▸ Texte à lire
──────────────────────────────
C'était l'effervescence début décembre à Paris. Plus précisément au 39 avenue des Champs-Élysées. Le monde économique alsacien s'est passé la bonne adresse pour inaugurer son « ambassade ». Acquise en 1968 par les départements du Haut-Rhin et du Bas-Rhin, la Maison de l'Alsace à Paris, historiquement outil de promotion touristique de l'Alsace, a été totalement rénovée. 20 millions d'euros ont été investis par les deux départements alsaciens pour financer les six étages de travaux. Le joyau était jusque-là géré par une société d'économie mixte. Après avoir évoqué une vente, estimée à 100 millions d'euros, les deux conseils départementaux ont finalement décidé de l'avenir du bâtiment cet été. La gestion de cette « ambassade » est confiée à un groupement d'entreprises alsaciennes. Objectif : que la Maison de l'Alsace à Paris/MAP ne coûte plus à ses propriétaires. « La vente du bâtiment aurait certes rapporté dans l'immédiat 40 millions d'euros à chaque département. Pour autant, ce phare sur les Champs-Élysées, c'est une vitrine sur le monde offert à l'Alsace, une chance pour les entreprises alsaciennes. Il faut souligner que sans l'engagement franc et massif de nos sept entrepreneurs, l'avenir alsacien du bâtiment aurait été compromis » estime Éric Straumann, président du département du Haut-Rhin.
──────────────────────────────
▸ Données fournies

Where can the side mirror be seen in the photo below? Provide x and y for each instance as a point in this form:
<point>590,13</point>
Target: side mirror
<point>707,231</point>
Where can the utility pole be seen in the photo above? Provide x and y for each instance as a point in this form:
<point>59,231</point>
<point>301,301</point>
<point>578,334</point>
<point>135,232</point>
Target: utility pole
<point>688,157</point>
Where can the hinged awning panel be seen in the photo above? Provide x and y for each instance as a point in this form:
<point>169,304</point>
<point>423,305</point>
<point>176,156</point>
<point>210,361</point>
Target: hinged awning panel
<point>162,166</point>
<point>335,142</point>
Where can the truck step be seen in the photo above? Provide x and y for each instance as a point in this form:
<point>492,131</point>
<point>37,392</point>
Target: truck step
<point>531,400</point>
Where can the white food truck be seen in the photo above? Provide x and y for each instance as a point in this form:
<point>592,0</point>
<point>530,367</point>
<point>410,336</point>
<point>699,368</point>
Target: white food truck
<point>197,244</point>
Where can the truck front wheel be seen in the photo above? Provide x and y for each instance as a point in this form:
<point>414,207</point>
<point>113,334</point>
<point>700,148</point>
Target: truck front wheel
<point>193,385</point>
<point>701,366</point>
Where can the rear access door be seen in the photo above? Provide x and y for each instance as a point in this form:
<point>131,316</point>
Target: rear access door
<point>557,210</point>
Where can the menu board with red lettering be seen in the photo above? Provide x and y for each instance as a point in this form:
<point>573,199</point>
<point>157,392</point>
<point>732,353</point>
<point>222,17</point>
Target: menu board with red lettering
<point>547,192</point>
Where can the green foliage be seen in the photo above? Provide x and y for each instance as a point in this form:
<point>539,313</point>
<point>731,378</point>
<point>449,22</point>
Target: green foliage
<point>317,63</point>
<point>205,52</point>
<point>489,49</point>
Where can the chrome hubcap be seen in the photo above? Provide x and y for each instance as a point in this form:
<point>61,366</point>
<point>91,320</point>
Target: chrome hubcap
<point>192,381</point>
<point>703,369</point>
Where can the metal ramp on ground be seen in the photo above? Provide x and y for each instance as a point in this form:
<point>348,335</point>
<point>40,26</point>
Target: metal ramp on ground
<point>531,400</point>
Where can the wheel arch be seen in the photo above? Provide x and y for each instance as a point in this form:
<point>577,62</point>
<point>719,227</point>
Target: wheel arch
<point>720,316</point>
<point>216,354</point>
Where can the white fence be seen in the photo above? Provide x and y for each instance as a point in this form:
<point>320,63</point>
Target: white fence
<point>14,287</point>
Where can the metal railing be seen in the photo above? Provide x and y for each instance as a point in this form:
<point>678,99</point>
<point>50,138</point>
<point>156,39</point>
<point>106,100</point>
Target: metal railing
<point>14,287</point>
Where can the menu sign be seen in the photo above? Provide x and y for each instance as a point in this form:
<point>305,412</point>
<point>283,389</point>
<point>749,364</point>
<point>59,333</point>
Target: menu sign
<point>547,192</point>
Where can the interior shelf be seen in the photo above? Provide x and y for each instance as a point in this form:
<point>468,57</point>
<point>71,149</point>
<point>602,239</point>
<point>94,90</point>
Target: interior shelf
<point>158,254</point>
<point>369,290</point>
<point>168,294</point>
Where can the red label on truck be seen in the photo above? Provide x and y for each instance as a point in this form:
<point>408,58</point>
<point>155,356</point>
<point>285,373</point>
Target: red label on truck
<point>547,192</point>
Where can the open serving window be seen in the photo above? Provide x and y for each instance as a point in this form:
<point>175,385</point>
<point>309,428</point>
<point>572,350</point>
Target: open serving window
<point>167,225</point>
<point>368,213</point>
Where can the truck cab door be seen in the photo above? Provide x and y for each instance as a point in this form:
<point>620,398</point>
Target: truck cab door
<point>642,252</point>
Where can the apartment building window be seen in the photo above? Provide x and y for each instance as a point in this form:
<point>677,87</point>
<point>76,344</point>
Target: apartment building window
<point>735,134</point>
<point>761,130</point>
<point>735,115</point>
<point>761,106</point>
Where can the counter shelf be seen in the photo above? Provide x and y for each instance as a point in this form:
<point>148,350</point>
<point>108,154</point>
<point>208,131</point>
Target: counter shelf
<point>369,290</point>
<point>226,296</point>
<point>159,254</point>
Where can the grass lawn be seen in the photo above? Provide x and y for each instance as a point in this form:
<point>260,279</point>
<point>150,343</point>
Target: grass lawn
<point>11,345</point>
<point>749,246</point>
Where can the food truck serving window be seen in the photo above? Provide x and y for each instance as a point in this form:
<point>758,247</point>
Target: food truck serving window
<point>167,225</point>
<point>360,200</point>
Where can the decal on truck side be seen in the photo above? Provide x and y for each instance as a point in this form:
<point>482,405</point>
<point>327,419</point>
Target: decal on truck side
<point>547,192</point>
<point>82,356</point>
──────────────────────────────
▸ Exercice 1
D'après le texte à lire, en quelle année les départements du Haut-Rhin et du Bas-Rhin ont-ils acquis la Maison de l'Alsace à Paris ?
▸ Exercice 2
Réécrivez sous forme de liste JSON de chaînes, à raison d'une chaîne par ligne et sans les lignes vides, les lignes des enregistrements allant de celle qui contient "Where can the truck cab" à celle qui contient "<point>642,252</point>", ces deux lignes comprises.

▸ Réponse attendue 1
En 1968.

▸ Réponse attendue 2
[
  "Where can the truck cab door be seen in the photo above? Provide x and y for each instance as a point in this form:",
  "<point>620,398</point>",
  "Target: truck cab door",
  "<point>642,252</point>"
]